## Listed entries
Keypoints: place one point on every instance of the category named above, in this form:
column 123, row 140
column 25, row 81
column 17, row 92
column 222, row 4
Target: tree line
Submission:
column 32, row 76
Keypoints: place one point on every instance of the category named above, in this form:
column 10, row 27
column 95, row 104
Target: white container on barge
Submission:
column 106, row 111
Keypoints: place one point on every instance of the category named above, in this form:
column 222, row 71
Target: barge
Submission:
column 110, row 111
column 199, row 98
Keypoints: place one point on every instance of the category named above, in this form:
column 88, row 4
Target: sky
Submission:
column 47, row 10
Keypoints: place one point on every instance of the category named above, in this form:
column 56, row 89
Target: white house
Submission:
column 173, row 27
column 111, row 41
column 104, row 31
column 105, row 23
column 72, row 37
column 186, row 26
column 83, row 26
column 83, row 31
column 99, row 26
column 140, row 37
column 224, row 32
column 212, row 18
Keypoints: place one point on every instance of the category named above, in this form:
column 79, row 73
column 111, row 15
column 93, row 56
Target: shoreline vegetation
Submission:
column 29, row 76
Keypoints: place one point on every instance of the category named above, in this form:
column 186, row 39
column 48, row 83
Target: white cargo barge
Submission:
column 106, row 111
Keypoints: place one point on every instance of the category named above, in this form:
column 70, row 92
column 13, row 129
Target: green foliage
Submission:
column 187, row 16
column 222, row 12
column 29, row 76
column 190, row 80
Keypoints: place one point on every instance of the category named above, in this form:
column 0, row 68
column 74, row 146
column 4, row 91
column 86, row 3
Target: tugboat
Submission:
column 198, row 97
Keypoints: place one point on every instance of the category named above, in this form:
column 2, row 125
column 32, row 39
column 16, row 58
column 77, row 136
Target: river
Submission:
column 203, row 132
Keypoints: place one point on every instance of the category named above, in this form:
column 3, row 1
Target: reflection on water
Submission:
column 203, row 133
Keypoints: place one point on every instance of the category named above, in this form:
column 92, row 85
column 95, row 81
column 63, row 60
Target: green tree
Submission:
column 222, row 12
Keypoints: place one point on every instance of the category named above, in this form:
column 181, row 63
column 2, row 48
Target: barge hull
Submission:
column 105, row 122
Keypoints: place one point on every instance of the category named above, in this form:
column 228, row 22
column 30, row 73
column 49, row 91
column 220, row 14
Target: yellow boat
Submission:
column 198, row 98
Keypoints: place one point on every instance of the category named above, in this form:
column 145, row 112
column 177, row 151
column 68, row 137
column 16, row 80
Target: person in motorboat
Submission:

## Given problem
Rewrite the items above as a Markdown table with columns "Line No." and "Content", one numbered row per line. Begin with the first line of the items, continue through the line containing "column 47, row 10" (including it), and leave out any blank lines.

## Exercise response
| Line No. | Content |
|---|---|
| 1 | Keypoints: place one point on every instance of the category named above, in this form: |
| 2 | column 123, row 140 |
| 3 | column 25, row 81 |
| 4 | column 17, row 92 |
| 5 | column 222, row 4 |
| 6 | Target: tree line |
| 7 | Submission: |
| 8 | column 32, row 76 |
| 9 | Keypoints: place one point on every instance of the category named above, in this form: |
| 10 | column 10, row 27 |
| 11 | column 95, row 104 |
| 12 | Target: white container on barge |
| 13 | Submission: |
| 14 | column 106, row 111 |
| 15 | Keypoints: place one point on every instance of the category named above, in this form: |
| 16 | column 222, row 71 |
| 17 | Target: barge |
| 18 | Submission: |
| 19 | column 110, row 111 |
| 20 | column 199, row 98 |
| 21 | Keypoints: place one point on every instance of the category named above, in this form: |
| 22 | column 88, row 4 |
| 23 | Target: sky |
| 24 | Submission: |
| 25 | column 47, row 10 |